WRITTEN INSTRUCTION
Retype the tail of the data exactly, starting at the line containing "pole in this photo." and stopping at the last line.
***** SUPPLIED RECORDS *****
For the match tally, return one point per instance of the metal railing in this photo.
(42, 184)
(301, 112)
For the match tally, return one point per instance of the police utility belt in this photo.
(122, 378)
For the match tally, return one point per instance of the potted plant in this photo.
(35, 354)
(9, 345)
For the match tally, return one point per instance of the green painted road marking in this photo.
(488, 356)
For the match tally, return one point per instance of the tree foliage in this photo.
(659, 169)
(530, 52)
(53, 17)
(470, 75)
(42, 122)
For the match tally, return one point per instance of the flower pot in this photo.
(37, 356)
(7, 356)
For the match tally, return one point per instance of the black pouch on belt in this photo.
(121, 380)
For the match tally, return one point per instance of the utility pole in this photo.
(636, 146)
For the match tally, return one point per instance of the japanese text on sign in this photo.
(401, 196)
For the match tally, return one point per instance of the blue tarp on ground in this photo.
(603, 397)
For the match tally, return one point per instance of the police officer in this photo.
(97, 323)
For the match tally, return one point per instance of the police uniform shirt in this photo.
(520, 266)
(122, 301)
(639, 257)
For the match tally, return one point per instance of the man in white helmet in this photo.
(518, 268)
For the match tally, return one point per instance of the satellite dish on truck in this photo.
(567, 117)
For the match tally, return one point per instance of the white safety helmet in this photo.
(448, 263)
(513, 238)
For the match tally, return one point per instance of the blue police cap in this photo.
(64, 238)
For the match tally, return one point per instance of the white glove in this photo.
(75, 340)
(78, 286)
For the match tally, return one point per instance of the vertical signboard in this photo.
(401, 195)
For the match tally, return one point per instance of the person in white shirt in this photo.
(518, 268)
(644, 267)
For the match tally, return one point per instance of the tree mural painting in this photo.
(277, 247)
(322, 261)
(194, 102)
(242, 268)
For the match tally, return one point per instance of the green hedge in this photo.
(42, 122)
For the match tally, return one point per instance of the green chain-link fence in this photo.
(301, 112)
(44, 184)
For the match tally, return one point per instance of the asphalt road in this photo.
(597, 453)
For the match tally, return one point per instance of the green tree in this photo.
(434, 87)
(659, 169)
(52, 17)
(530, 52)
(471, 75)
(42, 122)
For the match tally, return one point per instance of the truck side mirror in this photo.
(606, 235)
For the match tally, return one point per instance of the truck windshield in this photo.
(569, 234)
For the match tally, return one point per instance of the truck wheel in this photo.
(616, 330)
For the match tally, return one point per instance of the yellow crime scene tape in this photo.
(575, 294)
*****
WRITTEN ANSWER
For the match tally, return one point per instance of the utility pole in this photo.
(636, 146)
For the match tally, return one point per instance of the japanese text on sign in this photo.
(401, 196)
For the match tally, return one point per instance of the blue tarp on ground in this photo.
(603, 397)
For the match tally, return one point per instance of the police officer in this photo.
(97, 323)
For the match tally, return one point per instance of the police uniform shirt in this photo.
(520, 266)
(122, 301)
(639, 257)
For the match tally, return one point per instance of the man in white helmet in this photo.
(518, 268)
For the match tally, return one point per instance of the satellite dish on truck in this photo.
(567, 117)
For the match tally, return one point per instance of the white safety helmet in this photo.
(448, 263)
(513, 238)
For the match tally, return one point per instance of the blue police cap in this photo.
(64, 238)
For the match tally, return one point per instance of the white glove in this photo.
(75, 340)
(78, 286)
For the match tally, return one point per instance of the vertical signboard in this photo.
(401, 195)
For the match tally, return one point per instance of the person in white shirt in this photo.
(518, 268)
(644, 267)
For the match tally, return one point per instance of the tree mural painting in this photo.
(277, 247)
(322, 261)
(194, 102)
(242, 268)
For the match tally, return one point per instance of the green hedge in this photo.
(42, 122)
For the match tally, return one point per instance of the green chain-link fence in this photo.
(301, 112)
(44, 184)
For the match tally, return one point per instance of the asphalt road in this photo.
(597, 453)
For the match tally, return one point per instance of the green tree in this photo.
(434, 87)
(659, 169)
(52, 17)
(530, 52)
(471, 75)
(42, 122)
For the match tally, return one point per instance of the truck side mirror in this photo.
(606, 235)
For the match tally, return one point per instance of the truck windshield in this photo.
(569, 234)
For the match tally, return one point per instance of the truck wheel in this photo.
(616, 330)
For the match tally, return one point per instance of the yellow crime scene tape in this photo.
(575, 294)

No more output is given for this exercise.